◆ **COMPITO DA SVOLGERE**:
Rispondi per favore a queste domande sul brano relativo a sclerosi multipla e Covid-19:
1. Su quale rivista sono stati pubblicati i dati dello studio Musc-19?
2. Quante persone con sclerosi multipla ha preso in considerazione la ricerca, e in quanti centri italiani erano in cura?
3. Entro quanti giorni precedenti la comparsa dei sintomi doveva esserci il contatto con un caso positivo?

◆ **BRANO DA LEGGERE**:
I pazienti con sclerosi multipla che si ammalano di Covid-19 non sono sono molto diversi dalla popolazione generale per caratteristiche della malattia e per rischio di andare incontro a una forma più severa. 

È questo il dato più importante emerso dall’ultima analisi dello studio internazionale Musc-19, uno studio osservazionale sul rapporto tra Covid-19 e sclerosi multipla i cui dati sono stati ora pubblicati sulla rivista Annals of Neurology.

La ricerca ha preso in considerazione 844 persone con sclerosi multipla in cura in 85 centri italiani. 

I pazienti dello studio avevano o ricevuto una diagnosi di Covid-19, essendo risultati positivi al test, o avevano sintomi fortemente associati al Covid-19 e/o un contatto con un caso positivo nei 14 giorni precedenti la comparsa dei sintomi.

◆ **DATI DI ORIGINE**:

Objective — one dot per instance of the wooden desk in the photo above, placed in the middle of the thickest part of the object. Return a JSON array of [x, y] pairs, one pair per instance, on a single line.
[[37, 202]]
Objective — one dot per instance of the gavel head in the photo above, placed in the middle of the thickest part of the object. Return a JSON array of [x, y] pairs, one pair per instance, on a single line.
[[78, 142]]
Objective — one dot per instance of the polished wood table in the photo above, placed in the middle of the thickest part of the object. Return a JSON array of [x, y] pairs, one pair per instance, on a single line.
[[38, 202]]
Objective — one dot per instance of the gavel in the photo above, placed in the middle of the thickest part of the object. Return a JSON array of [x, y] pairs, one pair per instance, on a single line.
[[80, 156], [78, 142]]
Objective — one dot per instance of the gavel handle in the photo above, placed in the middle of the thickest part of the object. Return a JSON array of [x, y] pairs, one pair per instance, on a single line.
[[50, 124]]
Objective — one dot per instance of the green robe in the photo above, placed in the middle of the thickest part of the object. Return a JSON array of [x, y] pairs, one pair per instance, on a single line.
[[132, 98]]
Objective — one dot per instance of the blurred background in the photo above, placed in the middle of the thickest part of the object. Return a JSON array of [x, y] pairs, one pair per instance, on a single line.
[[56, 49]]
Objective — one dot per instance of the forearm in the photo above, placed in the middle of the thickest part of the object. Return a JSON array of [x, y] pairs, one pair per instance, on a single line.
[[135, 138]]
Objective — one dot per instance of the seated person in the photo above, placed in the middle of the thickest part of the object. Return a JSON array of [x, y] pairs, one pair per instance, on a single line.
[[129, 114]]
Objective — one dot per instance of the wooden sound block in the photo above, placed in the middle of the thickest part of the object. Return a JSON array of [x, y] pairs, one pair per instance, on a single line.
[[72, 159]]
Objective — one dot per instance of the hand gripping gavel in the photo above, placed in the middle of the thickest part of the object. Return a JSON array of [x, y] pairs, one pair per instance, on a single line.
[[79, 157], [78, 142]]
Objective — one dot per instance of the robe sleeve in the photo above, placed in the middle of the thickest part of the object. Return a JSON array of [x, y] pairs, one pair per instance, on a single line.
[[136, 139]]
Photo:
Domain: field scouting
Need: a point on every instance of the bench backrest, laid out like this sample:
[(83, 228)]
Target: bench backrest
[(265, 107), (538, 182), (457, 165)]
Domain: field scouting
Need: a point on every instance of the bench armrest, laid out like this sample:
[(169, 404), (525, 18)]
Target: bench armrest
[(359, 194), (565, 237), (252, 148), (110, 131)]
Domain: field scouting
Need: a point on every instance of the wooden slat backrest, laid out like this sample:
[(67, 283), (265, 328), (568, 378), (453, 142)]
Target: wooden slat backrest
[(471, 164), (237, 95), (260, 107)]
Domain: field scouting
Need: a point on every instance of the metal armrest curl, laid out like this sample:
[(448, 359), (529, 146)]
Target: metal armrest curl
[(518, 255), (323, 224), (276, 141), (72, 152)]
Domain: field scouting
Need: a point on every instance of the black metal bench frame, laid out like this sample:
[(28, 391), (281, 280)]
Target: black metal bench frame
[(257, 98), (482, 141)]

◆ **ESERCIZIO SVOLTO**:
1. Annals of Neurology.
2. 844 persone, in cura in 85 centri italiani.
3. 14 giorni.